_Your task_
In the records below, begin at the line that has "Query: upper cabinet section" and stop after the line that has "Query: open glass door"; quote those lines verbatim and nothing more.

Saved data entries:

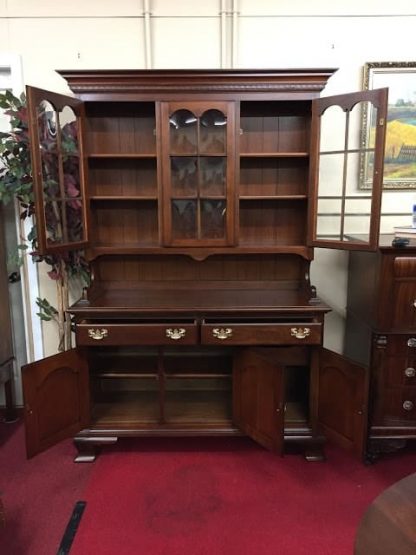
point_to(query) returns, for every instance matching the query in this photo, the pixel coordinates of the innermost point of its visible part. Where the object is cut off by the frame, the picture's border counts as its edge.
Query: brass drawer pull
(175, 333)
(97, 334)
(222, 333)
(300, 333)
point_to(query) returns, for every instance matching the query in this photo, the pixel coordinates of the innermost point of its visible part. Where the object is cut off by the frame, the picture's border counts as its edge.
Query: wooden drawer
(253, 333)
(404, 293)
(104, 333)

--

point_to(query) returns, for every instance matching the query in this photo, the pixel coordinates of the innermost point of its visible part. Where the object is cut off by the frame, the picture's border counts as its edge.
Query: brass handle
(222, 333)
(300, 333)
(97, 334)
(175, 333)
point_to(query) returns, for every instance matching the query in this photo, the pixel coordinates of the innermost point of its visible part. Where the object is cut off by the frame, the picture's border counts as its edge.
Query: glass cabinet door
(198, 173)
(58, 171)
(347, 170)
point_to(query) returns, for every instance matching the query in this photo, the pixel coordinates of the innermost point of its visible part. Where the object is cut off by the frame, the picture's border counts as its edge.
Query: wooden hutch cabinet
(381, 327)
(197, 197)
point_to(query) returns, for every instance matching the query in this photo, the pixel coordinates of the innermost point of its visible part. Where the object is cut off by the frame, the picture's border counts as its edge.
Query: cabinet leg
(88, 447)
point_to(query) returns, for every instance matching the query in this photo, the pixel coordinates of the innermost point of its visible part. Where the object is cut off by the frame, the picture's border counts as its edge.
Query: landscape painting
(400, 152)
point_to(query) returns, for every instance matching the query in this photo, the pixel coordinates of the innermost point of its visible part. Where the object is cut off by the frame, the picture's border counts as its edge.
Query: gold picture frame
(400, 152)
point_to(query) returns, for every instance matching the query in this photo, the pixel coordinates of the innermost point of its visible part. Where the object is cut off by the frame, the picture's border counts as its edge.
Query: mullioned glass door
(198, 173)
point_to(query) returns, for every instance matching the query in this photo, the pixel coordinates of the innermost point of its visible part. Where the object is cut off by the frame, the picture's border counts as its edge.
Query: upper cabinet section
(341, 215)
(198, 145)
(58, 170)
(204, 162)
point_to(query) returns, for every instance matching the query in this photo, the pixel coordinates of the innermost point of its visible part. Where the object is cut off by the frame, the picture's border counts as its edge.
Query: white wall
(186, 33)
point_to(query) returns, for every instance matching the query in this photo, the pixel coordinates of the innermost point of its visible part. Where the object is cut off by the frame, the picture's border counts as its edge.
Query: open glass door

_Response to this exercise_
Query: upper cabinet section
(341, 215)
(198, 145)
(58, 170)
(204, 162)
point_to(query) returns, for every instance matching the query in this photo, the pixel coordinates of the innermost point of its visible part. Where the object is cut off by the frame, the picture's border counts as its edge.
Query: white wall
(186, 33)
point_to(query) returns, for every instance matching the query in this photo, the pixel coordinates of the innermost point of its visible part. Where the object is cut off by the frame, the picture's border counts as its edge.
Query: open glass door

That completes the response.